## Task instructions
Output the material below unchanged, apart from leaving out the pictures.

## Extracted data

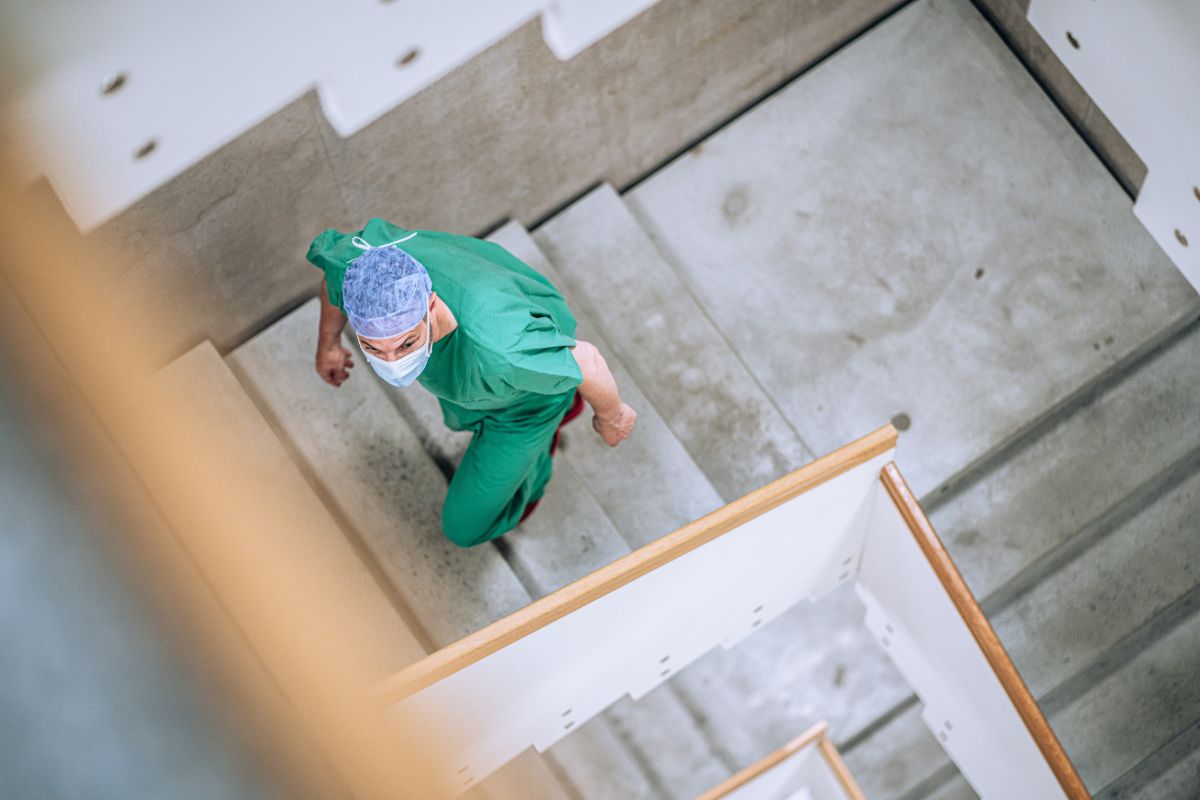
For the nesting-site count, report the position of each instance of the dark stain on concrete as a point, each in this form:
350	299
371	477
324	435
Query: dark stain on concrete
735	204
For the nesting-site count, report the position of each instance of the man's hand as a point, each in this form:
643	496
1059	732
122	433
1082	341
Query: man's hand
334	362
616	429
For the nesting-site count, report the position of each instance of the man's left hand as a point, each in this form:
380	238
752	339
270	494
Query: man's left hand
617	428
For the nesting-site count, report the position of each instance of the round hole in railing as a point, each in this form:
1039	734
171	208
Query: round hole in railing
114	83
408	58
145	149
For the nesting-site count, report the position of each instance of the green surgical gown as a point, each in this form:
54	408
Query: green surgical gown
507	373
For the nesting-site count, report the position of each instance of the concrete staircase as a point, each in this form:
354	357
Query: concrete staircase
877	240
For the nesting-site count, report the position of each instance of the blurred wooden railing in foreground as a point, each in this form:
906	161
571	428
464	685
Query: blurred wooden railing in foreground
222	546
808	768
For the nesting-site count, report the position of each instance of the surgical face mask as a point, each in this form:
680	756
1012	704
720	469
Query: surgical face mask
403	371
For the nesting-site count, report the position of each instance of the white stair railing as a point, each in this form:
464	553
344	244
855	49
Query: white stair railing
534	677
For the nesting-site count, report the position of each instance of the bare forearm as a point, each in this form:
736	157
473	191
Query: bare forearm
599	388
333	320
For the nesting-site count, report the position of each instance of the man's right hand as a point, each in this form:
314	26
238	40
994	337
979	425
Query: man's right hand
334	362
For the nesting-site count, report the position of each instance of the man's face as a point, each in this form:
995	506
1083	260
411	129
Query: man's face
396	347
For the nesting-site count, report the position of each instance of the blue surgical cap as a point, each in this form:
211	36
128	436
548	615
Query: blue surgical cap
385	293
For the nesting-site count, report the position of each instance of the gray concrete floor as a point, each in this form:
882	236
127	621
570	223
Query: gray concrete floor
909	228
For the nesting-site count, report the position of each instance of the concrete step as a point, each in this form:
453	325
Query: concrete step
378	479
1103	647
1015	521
1171	774
569	536
652	463
675	354
912	227
388	493
754	698
1150	699
1079	517
204	376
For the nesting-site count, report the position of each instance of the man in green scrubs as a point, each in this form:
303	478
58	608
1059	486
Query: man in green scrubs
484	332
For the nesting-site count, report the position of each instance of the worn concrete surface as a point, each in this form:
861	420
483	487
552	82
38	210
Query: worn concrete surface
678	359
895	758
1011	17
378	479
912	227
1127	716
649	485
390	493
514	132
814	662
1063	480
677	757
745	701
203	374
1073	477
1115	588
221	247
1179	781
569	536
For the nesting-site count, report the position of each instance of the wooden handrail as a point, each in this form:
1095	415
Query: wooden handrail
819	734
629	567
984	636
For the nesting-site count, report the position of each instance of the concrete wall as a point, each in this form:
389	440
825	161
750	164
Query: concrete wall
1009	17
513	133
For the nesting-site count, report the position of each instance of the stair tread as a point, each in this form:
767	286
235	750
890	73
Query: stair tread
381	480
568	537
675	354
651	463
1072	474
390	493
1111	590
229	410
1132	713
875	257
853	685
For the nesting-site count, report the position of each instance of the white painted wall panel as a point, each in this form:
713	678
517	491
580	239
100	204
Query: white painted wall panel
539	689
965	704
196	76
1140	64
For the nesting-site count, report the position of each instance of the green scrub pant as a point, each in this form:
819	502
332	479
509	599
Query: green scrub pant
504	469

## Solved exercise
For the nesting-site count, report the position of each instance of the dark stain on concrete as a point, each in this form:
350	299
371	477
324	435
Query: dark stain on concrete
735	204
For the nesting-site count, report the position of each instance of the man's hand as a point, each in this form:
643	496
1059	732
122	433
1082	341
Query: man's hand
334	362
616	429
For the nesting-site count, report the position of each instance of the man's left hand as a point, each in this form:
380	238
752	339
270	494
Query: man's left hand
617	428
For the nesting-site count, report the position of each instance of the round hole in railing as a point, each in this form:
1039	734
171	208
Query: round hole in railing
114	83
408	58
145	149
For the nesting-site count, report the position of each instance of the green surgical gown as a point, each in this form:
54	408
Query: green surgical gown
507	373
For the nesting-site count, report the position of each instance of the concrete staircase as a point, each in this form:
354	357
Query: concrete staircase
877	240
For the nesting-site count, report the position of each instance of the blurred wooden railing in foreground as a point, each in this form:
906	161
571	428
464	685
Query: blurred wooden railing in foreground
222	546
808	768
For the nesting-site count, report the position of each instance of the surgical face mask as a point, each in this form:
680	756
1012	704
720	469
Query: surgical face mask
403	371
For the nesting-site count, report the position of each instance of the white stair railing as a point, each in this form:
464	553
344	244
855	49
Query: white stair railing
534	677
For the nesting-site count, report the position of each instance of the bare forearm as a point, each in this form:
736	157
473	191
Query: bare forearm
599	388
333	320
For the nesting-site count, report the position of each instance of the man's right hand as a point, each in this form:
314	26
238	40
994	337
979	425
Query: man's right hand
334	362
For the nesting-site count, report the position of each instance of the man's face as a point, each in this form:
995	506
1083	260
411	129
Query: man's face
396	347
For the nesting-site count, report the position of each instance of the blue surgical cap as a point, each in this form:
211	36
128	436
548	615
Query: blue surgical cap
385	293
For the nesting-site count, report the position of each instance of the gray concrete floor as a point, each in this form:
882	236
127	621
570	223
Query: gray concrete floor
909	228
For the nesting-site count, report the position of each instance of the concrete step as a point, each in this form:
453	325
Query: concrete step
378	479
1103	647
1015	521
1171	774
569	536
652	463
675	354
912	227
388	493
754	698
1150	699
1079	517
204	376
For the nesting-site count, report the position of each instance of the man in green scrubs as a point, each in this form:
303	478
58	608
1059	486
Query: man in green scrubs
484	332
For the nesting-site count, report the position of each instance of the worn concrete surface as a point, each in this form:
861	420
483	487
552	82
38	210
Query: worn concrete surface
678	359
895	758
1011	17
378	479
912	227
1127	716
649	485
390	493
514	132
814	662
1063	480
677	757
745	701
203	374
1073	477
1115	588
221	247
1179	781
569	536
For the nesting-site count, report the position of each instance of the wooden handrail as a point, each in this form:
1095	415
Query: wooden handrail
819	734
629	567
984	636
For the nesting-site count, report the position of each instance of the concrete wall as a point, each in this form:
389	440
825	161
750	164
Query: concrete wall
1009	17
513	133
For the nesting-site count, report the position of each instance of the stair tread as a point, each in this form:
767	286
235	750
890	73
Query: stair tread
381	480
568	537
675	354
651	463
1072	474
390	493
1111	590
229	410
1132	713
875	257
853	685
For the nesting-site count, report the position of each instance of the white painted wall panel as a point, each in this form:
713	678
517	491
580	239
100	204
Query: white painted wall panel
539	689
965	704
196	76
1140	64
For the nesting-site count, report the position of each instance of the green scrub pant as a point, each in this form:
819	502
332	479
509	599
Query: green scrub pant
504	469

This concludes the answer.